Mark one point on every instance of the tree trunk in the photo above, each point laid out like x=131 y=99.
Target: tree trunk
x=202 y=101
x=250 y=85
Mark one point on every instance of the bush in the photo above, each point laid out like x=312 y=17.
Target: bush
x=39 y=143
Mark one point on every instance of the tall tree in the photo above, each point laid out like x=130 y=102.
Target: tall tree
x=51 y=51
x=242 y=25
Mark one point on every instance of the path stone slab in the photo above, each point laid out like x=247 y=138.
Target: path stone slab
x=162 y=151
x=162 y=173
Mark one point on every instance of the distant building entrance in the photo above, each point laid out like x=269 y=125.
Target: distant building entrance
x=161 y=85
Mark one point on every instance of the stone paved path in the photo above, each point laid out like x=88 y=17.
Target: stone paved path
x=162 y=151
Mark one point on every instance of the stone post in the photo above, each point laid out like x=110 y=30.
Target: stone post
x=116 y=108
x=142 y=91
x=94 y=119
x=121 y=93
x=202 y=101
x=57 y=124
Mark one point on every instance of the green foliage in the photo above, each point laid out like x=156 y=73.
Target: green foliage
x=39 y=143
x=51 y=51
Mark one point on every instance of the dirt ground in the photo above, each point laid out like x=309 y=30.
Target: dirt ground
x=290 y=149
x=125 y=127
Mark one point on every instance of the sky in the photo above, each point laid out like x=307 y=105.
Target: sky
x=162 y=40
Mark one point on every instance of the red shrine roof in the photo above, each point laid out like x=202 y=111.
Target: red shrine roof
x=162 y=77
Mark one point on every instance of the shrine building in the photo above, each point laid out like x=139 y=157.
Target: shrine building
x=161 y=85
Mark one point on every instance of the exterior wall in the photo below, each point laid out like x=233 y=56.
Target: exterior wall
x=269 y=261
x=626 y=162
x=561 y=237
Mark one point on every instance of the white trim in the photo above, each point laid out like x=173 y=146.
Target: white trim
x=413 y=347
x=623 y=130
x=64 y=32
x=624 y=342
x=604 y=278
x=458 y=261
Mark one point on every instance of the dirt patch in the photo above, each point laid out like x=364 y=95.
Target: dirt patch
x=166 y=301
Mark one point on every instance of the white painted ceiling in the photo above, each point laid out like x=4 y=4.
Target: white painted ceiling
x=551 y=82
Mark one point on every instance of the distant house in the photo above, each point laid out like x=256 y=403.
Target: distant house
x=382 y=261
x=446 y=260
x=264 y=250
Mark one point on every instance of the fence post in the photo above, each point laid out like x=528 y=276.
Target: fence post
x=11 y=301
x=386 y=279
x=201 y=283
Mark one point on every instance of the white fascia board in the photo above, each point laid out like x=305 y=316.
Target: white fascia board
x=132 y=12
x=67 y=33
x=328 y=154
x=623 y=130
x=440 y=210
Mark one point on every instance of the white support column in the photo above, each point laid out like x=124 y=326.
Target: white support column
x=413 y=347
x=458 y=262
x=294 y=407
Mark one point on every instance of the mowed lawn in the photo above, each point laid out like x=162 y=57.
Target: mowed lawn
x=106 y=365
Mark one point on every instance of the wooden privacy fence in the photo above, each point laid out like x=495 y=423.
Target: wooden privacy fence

··········

**Short task**. Please reproduce the listing above word for word, from its first line to its last, changing nothing.

**Response**.
Mark one point on every instance of the tree trunk in the photo above, each point laid out like x=131 y=99.
Target: tree trunk
x=202 y=101
x=250 y=85
Mark one point on every instance of the bush in the photo above, each point laid out like x=312 y=17.
Target: bush
x=39 y=143
Mark one point on every instance of the tall tree in the photo above, each point laid out like x=130 y=102.
Target: tall tree
x=51 y=51
x=242 y=25
Mark one point on every instance of the path stone slab in the photo above, each point laid out like x=247 y=138.
Target: path stone slab
x=162 y=151
x=162 y=173
Mark one point on every instance of the distant building entrance in the photo above, each point laid out like x=269 y=125.
Target: distant building entrance
x=161 y=85
Mark one point on every instance of the stone paved path in the photo above, each point laid out like x=88 y=17.
Target: stone paved path
x=162 y=151
Mark one point on every instance of the stone post in the photo above, each point laid out like x=110 y=30.
Target: stone post
x=116 y=108
x=142 y=91
x=94 y=119
x=121 y=93
x=202 y=101
x=57 y=124
Mark one point on every instance of the green foliage in the photo above, each point laid out like x=156 y=73.
Target: green foliage
x=39 y=143
x=51 y=51
Mark one point on every instance of the dirt ground in the photo above, each point laid out like x=309 y=30.
Target: dirt ground
x=290 y=149
x=125 y=127
Mark one point on every instance of the sky in the photo above, each point laid out like x=307 y=105.
Target: sky
x=162 y=40
Mark one point on every instance of the red shrine roof in the photo above, each point laid out like x=202 y=111.
Target: red shrine roof
x=162 y=77
Mark one point on every instance of the shrine building in the photo above, each point laid out like x=139 y=157.
Target: shrine building
x=161 y=85
Mark one point on every instance of the exterior wall in the photo below, each point laid out like x=233 y=56.
Target: exterior wall
x=269 y=261
x=626 y=162
x=561 y=237
Mark one point on every instance of the white trim in the photo above, each point laid out like x=173 y=146.
Target: white trim
x=413 y=347
x=623 y=130
x=64 y=32
x=624 y=342
x=604 y=278
x=458 y=261
Mark one point on every instance of the dirt patch in the photo above, each point laid out like x=364 y=95.
Target: dirt patch
x=166 y=301
Mark one point on every instance of the white painted ceiling in the photo above, each point laid out like x=4 y=4.
Target: white painted ceiling
x=551 y=82
Mark one point on every instance of the distant house in the photo above, each point laid out like x=256 y=403.
Target: distant house
x=382 y=261
x=446 y=260
x=264 y=250
Mark one point on every instance of the fence post in the photo above, each point laid out like x=528 y=276.
Target: fence post
x=11 y=301
x=386 y=279
x=201 y=283
Mark one point on every instance of the white fascia board in the photo above, each point laid out like x=305 y=316.
Target: white fascia board
x=132 y=12
x=67 y=33
x=328 y=154
x=623 y=130
x=440 y=210
Mark one point on every instance of the white support column in the photo above, each point laid out like x=124 y=326.
Target: white support column
x=413 y=347
x=458 y=262
x=294 y=407
Mark one point on every instance of the mowed lawn in the photo above, each point laid out like x=162 y=57.
Target: mowed lawn
x=106 y=365
Mark one point on every instance of the wooden privacy fence in the photo above, each point laid out like x=495 y=423.
Target: wooden privacy fence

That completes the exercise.